▸ **STATED GOAL A**
Find every line in the rows below that contains the word "sleeve", and copy each of those lines.

──────────

Hydrodemetallation and Hydrodesulfurization Spent Catalysts Elemental Analysis: Comparison of Wavelength Dispersive X-ray Fluorescence and Atomic Emission Spectrometries

Abstract

Petroleum industries continuously consume catalysts on very large scales. The recycling of spent catalysts is thus of major economic and environmental importance and its first step consists of the characterization of the valuable metal content. Wavelength dispersive X-ray fluorescence (WDXRF) analysis is compared with inductively coupled plasma atomic emission spectrometry (ICP-AES) for the analysis of five samples of spent hydrodesulphurization (HDS) and hydrodemetallization (HDM) catalysts. The elements are considered for their economic interest (Co, Ni, Mo, and V) or for the problems that can arise when they are present in the sample in significant quantities (Al, As, P, Fe). First, the systematic comparison of the analysis of known synthetic samples was performed. The originality here is that the samples were first beaded with lithium tetraborate (Li₂B₄O₇) for WDXRF analysis and then dissolved in hot HCl 6M for ICP-AES measurements. With this processing, we were able to clearly identify the origin of analytical problems when they arose. Second, the semi-quantitative protocol of WDXRF is compared with the quantitative procedure. Finally, the analysis of the spent catalysts is presented and the information gained by the systematic comparison of ICP-AES and WDXRF is shared. The interest of the simultaneous determination by the two techniques when such complicated heterogeneous matrices are involved is clearly demonstrated.

──────────

▸ **STATED GOAL B**
Answer these questions using the abstract on spent catalyst analysis above:
(i) How many samples of spent catalysts were analyzed?
(ii) Which elements were chosen for their economic interest?
(iii) What were the samples dissolved in for ICP-AES measurements?

──────────

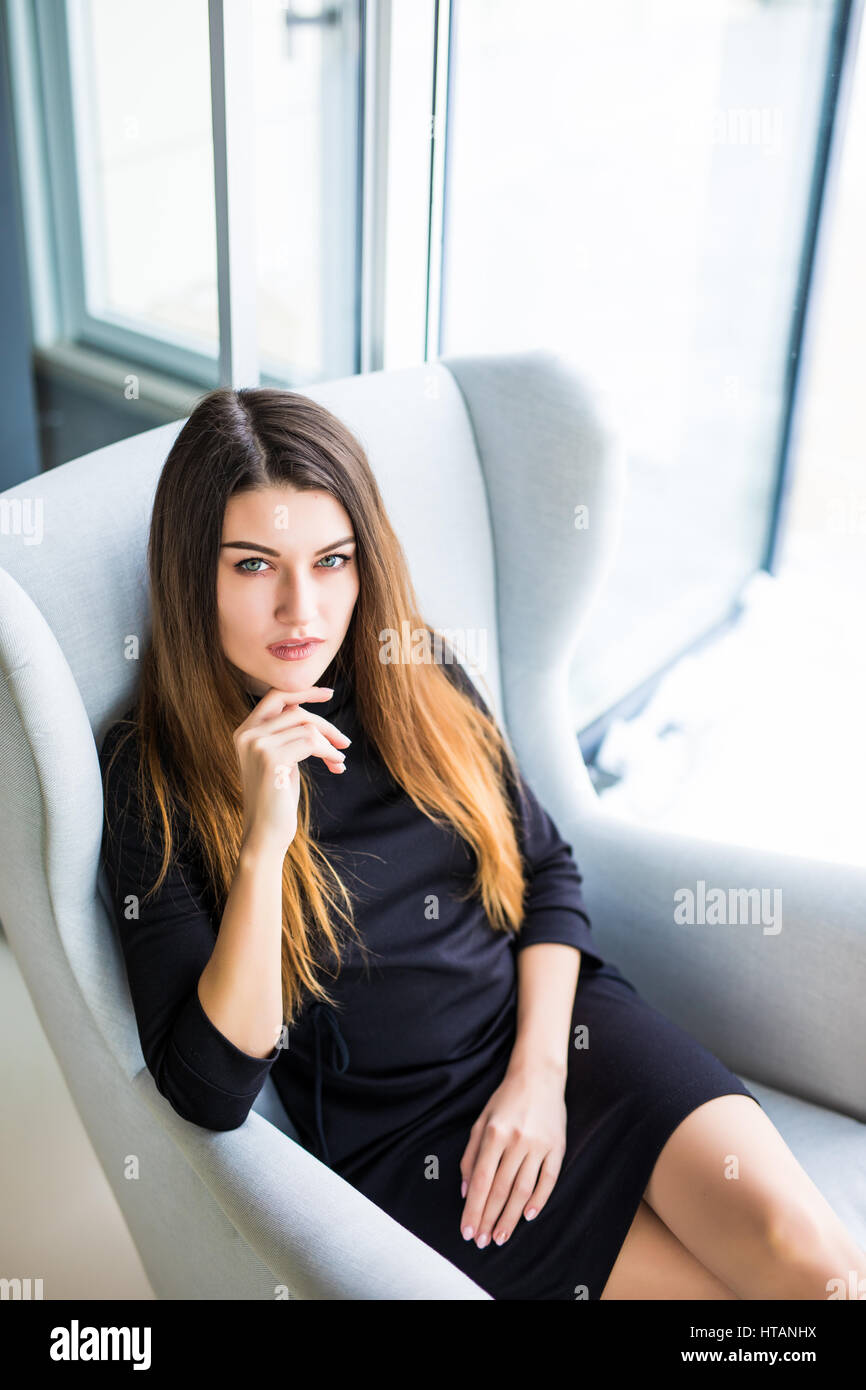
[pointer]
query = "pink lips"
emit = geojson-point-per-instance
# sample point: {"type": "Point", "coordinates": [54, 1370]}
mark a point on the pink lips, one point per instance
{"type": "Point", "coordinates": [295, 651]}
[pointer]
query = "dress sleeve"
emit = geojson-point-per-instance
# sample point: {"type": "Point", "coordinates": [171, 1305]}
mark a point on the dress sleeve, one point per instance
{"type": "Point", "coordinates": [555, 908]}
{"type": "Point", "coordinates": [166, 944]}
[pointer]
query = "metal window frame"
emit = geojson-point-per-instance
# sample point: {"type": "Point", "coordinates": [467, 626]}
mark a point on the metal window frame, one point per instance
{"type": "Point", "coordinates": [46, 39]}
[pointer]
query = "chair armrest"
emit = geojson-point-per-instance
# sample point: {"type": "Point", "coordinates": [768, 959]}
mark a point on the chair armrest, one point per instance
{"type": "Point", "coordinates": [780, 1001]}
{"type": "Point", "coordinates": [319, 1235]}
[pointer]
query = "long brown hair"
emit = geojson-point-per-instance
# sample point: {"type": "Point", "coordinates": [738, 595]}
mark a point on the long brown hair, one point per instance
{"type": "Point", "coordinates": [438, 745]}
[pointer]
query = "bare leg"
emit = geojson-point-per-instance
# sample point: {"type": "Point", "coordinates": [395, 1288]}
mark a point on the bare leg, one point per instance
{"type": "Point", "coordinates": [733, 1193]}
{"type": "Point", "coordinates": [652, 1264]}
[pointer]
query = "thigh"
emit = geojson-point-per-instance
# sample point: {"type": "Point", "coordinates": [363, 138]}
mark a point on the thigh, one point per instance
{"type": "Point", "coordinates": [726, 1183]}
{"type": "Point", "coordinates": [654, 1264]}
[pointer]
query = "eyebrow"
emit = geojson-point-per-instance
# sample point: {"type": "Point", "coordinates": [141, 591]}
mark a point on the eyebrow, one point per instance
{"type": "Point", "coordinates": [266, 549]}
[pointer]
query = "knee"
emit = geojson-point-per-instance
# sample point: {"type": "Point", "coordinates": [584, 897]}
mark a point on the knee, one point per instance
{"type": "Point", "coordinates": [797, 1236]}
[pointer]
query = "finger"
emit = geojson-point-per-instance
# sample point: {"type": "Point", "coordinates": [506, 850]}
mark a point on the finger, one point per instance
{"type": "Point", "coordinates": [480, 1183]}
{"type": "Point", "coordinates": [277, 699]}
{"type": "Point", "coordinates": [293, 719]}
{"type": "Point", "coordinates": [523, 1191]}
{"type": "Point", "coordinates": [302, 742]}
{"type": "Point", "coordinates": [509, 1168]}
{"type": "Point", "coordinates": [470, 1153]}
{"type": "Point", "coordinates": [546, 1182]}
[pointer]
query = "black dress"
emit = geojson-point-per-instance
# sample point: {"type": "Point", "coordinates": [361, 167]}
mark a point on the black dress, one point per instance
{"type": "Point", "coordinates": [385, 1087]}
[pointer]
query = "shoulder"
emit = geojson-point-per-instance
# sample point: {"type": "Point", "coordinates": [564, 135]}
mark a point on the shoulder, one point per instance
{"type": "Point", "coordinates": [118, 754]}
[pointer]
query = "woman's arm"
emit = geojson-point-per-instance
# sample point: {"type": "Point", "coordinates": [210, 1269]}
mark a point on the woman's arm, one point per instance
{"type": "Point", "coordinates": [168, 943]}
{"type": "Point", "coordinates": [546, 983]}
{"type": "Point", "coordinates": [241, 987]}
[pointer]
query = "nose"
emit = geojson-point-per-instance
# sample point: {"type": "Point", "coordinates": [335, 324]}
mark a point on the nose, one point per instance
{"type": "Point", "coordinates": [296, 601]}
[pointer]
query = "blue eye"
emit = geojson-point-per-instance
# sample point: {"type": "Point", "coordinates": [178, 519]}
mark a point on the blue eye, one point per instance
{"type": "Point", "coordinates": [345, 558]}
{"type": "Point", "coordinates": [256, 559]}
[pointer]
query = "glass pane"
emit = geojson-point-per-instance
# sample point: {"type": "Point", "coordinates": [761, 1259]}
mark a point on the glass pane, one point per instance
{"type": "Point", "coordinates": [306, 186]}
{"type": "Point", "coordinates": [627, 185]}
{"type": "Point", "coordinates": [146, 177]}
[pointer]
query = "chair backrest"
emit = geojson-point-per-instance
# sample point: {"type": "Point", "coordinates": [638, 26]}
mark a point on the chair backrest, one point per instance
{"type": "Point", "coordinates": [491, 549]}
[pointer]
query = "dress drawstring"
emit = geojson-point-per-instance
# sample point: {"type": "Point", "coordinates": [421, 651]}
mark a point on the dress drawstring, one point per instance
{"type": "Point", "coordinates": [338, 1058]}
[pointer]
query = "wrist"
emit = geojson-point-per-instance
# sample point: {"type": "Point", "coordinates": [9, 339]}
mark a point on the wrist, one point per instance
{"type": "Point", "coordinates": [537, 1059]}
{"type": "Point", "coordinates": [259, 852]}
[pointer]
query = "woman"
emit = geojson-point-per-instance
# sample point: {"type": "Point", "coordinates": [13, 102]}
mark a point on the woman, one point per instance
{"type": "Point", "coordinates": [327, 868]}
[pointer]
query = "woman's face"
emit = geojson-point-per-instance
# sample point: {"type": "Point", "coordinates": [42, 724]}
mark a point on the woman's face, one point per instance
{"type": "Point", "coordinates": [288, 570]}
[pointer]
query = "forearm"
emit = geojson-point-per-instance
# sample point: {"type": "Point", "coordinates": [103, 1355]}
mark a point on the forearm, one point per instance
{"type": "Point", "coordinates": [241, 986]}
{"type": "Point", "coordinates": [546, 983]}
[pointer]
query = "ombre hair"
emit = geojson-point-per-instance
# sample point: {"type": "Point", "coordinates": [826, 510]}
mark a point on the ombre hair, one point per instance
{"type": "Point", "coordinates": [438, 744]}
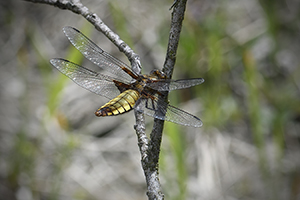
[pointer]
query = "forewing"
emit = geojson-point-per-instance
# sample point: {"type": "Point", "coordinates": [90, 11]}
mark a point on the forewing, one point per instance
{"type": "Point", "coordinates": [96, 55]}
{"type": "Point", "coordinates": [95, 82]}
{"type": "Point", "coordinates": [163, 111]}
{"type": "Point", "coordinates": [168, 85]}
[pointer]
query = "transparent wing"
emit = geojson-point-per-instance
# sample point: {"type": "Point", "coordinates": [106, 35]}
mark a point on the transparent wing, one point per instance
{"type": "Point", "coordinates": [162, 110]}
{"type": "Point", "coordinates": [97, 83]}
{"type": "Point", "coordinates": [168, 85]}
{"type": "Point", "coordinates": [96, 55]}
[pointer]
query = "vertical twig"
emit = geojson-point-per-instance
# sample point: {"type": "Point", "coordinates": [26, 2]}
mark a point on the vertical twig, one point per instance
{"type": "Point", "coordinates": [149, 149]}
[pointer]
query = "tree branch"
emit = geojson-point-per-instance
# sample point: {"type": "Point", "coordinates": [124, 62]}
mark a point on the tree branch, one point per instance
{"type": "Point", "coordinates": [77, 7]}
{"type": "Point", "coordinates": [149, 149]}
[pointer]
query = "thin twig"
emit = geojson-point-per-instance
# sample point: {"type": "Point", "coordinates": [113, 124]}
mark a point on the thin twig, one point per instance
{"type": "Point", "coordinates": [77, 7]}
{"type": "Point", "coordinates": [150, 164]}
{"type": "Point", "coordinates": [149, 149]}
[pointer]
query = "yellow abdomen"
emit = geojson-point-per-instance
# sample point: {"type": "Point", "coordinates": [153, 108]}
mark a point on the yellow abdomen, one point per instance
{"type": "Point", "coordinates": [124, 102]}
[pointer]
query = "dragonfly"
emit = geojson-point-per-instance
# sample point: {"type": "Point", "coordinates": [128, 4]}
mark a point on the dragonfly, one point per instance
{"type": "Point", "coordinates": [126, 89]}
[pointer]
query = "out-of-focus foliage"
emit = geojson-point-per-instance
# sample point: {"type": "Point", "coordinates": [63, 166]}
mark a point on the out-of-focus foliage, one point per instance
{"type": "Point", "coordinates": [53, 147]}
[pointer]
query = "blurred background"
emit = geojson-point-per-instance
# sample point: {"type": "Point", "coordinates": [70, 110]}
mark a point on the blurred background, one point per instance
{"type": "Point", "coordinates": [53, 147]}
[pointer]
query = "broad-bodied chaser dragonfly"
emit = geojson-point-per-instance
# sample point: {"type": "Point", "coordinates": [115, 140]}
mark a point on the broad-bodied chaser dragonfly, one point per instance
{"type": "Point", "coordinates": [124, 87]}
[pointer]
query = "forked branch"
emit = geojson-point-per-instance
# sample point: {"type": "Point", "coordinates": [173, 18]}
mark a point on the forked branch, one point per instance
{"type": "Point", "coordinates": [149, 149]}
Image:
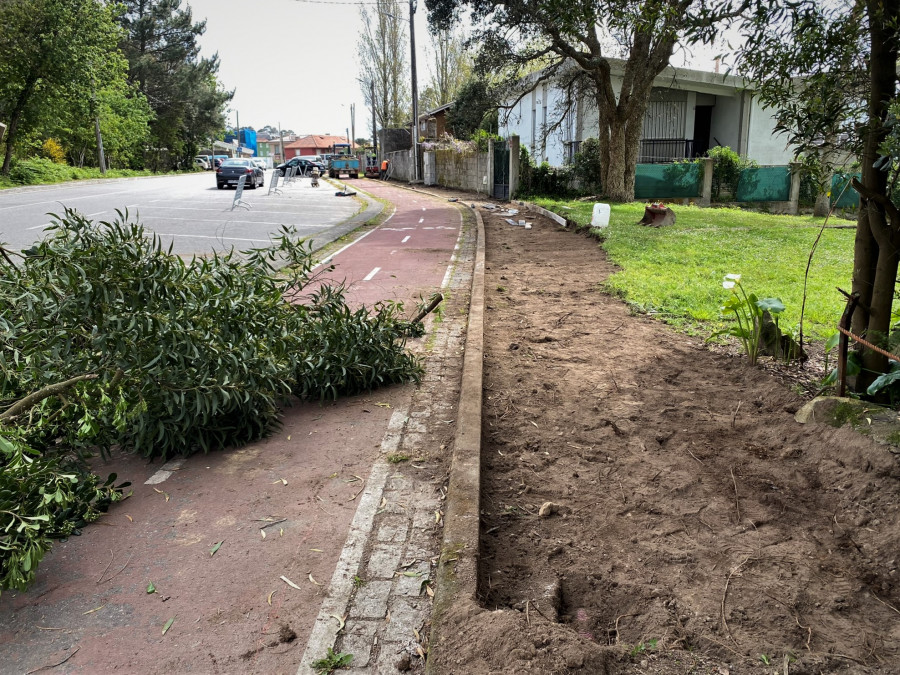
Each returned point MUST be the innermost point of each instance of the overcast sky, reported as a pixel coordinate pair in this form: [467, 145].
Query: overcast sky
[296, 62]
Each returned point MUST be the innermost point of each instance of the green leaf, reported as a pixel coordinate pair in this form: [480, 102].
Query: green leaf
[885, 380]
[771, 305]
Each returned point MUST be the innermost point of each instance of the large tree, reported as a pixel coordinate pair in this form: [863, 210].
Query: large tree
[831, 71]
[165, 64]
[576, 40]
[383, 49]
[51, 50]
[449, 67]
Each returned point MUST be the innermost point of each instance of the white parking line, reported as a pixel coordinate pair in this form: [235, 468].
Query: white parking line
[204, 236]
[228, 222]
[57, 201]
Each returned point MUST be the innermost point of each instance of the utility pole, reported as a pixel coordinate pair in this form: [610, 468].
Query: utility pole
[415, 89]
[374, 123]
[100, 154]
[352, 126]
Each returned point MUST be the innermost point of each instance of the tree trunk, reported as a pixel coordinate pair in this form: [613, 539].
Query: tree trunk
[877, 231]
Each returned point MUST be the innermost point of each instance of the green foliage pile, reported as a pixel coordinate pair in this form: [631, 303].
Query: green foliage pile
[42, 498]
[121, 344]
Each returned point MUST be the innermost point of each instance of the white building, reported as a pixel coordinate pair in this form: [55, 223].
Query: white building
[690, 111]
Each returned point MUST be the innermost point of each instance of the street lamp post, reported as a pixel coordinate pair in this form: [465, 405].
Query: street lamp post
[415, 92]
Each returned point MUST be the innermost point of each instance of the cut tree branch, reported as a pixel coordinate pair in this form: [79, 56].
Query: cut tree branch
[50, 390]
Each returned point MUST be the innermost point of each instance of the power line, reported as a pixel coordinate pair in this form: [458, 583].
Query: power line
[340, 2]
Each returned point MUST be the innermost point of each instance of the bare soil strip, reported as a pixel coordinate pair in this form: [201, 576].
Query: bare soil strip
[692, 524]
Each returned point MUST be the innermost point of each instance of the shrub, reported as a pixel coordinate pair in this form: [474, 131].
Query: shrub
[543, 180]
[39, 170]
[52, 150]
[727, 169]
[587, 166]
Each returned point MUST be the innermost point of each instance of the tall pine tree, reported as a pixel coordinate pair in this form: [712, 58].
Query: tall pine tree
[182, 88]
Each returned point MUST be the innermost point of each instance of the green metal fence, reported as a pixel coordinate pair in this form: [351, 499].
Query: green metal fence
[667, 181]
[850, 197]
[764, 184]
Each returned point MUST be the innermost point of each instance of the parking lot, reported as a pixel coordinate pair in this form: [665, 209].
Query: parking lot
[187, 210]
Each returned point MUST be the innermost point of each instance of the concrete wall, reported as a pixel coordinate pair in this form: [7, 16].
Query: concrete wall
[464, 171]
[724, 128]
[402, 168]
[763, 145]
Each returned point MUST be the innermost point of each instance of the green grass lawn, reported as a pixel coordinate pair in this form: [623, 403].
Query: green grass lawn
[676, 272]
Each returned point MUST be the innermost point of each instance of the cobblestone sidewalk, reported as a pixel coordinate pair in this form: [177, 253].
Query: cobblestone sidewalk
[378, 605]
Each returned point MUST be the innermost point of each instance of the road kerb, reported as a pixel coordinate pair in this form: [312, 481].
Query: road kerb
[340, 589]
[457, 574]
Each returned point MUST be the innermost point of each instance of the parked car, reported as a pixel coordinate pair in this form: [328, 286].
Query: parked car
[304, 166]
[231, 170]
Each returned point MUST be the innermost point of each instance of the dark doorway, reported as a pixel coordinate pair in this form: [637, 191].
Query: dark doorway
[702, 129]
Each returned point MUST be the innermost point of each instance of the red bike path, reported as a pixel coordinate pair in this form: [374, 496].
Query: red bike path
[239, 544]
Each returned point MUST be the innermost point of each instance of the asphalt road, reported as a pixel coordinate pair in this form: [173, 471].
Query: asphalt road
[187, 210]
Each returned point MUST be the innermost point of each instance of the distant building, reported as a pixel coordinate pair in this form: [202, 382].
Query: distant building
[689, 112]
[314, 144]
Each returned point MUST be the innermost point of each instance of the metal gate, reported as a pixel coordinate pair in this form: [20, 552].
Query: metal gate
[501, 170]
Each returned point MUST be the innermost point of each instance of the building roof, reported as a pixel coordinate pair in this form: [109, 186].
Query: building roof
[318, 141]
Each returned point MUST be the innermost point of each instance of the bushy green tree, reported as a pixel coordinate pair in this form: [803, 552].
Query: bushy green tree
[829, 70]
[475, 108]
[52, 51]
[577, 43]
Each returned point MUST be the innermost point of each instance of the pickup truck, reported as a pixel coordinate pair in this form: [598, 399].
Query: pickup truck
[348, 164]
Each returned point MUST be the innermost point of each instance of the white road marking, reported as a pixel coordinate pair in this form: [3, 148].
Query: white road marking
[203, 236]
[165, 471]
[57, 201]
[229, 222]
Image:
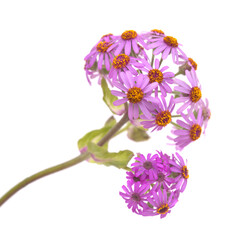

──────────

▸ **EXERCISE OUTPUT A**
query = "dress sleeve"
mark a point on the dress sleeve, one point per instance

▸ **EXERCISE OUTPUT B**
(i) Five.
(ii) Co, Ni, Mo, and V.
(iii) Hot HCl 6M.